Provided information:
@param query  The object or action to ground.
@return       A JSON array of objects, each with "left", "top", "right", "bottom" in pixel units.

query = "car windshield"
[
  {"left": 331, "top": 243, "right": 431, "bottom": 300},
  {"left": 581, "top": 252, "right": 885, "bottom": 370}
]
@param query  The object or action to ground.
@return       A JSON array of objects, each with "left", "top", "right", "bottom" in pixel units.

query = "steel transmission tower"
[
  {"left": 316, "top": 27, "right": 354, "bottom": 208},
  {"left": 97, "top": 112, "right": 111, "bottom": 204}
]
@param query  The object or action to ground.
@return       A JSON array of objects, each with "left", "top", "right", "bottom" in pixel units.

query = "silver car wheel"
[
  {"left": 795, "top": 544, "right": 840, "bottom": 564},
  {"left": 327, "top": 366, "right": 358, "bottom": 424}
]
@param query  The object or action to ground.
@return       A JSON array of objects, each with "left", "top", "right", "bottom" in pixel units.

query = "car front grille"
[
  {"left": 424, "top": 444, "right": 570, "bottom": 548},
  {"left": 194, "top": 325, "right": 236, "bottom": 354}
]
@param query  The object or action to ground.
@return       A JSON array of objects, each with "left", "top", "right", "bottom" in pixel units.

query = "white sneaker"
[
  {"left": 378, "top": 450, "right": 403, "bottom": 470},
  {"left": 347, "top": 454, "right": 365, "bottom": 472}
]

Exercise: Rewrite the records above with every "pixel units" changed to "image pixels", leaving all other text as it is.

Answer to this problem:
@param query  The object or action to ground.
@return       A JSON array of objects, each with "left", "top", "right", "bottom" in image pixels.

query = "car windshield"
[
  {"left": 331, "top": 243, "right": 431, "bottom": 300},
  {"left": 581, "top": 252, "right": 885, "bottom": 370}
]
@param query  The object or action to ground.
@return       A JSON array of objects, each with "left", "top", "right", "bottom" in image pixels.

query = "steel transmission tower"
[
  {"left": 316, "top": 27, "right": 354, "bottom": 208},
  {"left": 97, "top": 112, "right": 111, "bottom": 204}
]
@param query  The object or action to ground.
@return       A JSON array of objects, each with "left", "top", "right", "bottom" in image pixels.

query = "silver car wheel"
[
  {"left": 795, "top": 544, "right": 840, "bottom": 564},
  {"left": 327, "top": 366, "right": 358, "bottom": 424}
]
@param query  The object or action to ground.
@return       A JSON array of objects, each with "left", "top", "right", "bottom" in image pixels.

query = "car front grille"
[
  {"left": 424, "top": 444, "right": 570, "bottom": 548},
  {"left": 194, "top": 325, "right": 236, "bottom": 354}
]
@param query  The object or action to ground.
@return       A JSON array of objects, each with "left", "top", "right", "bottom" in image pixels.

query = "white sneaker"
[
  {"left": 378, "top": 450, "right": 403, "bottom": 470},
  {"left": 347, "top": 454, "right": 365, "bottom": 472}
]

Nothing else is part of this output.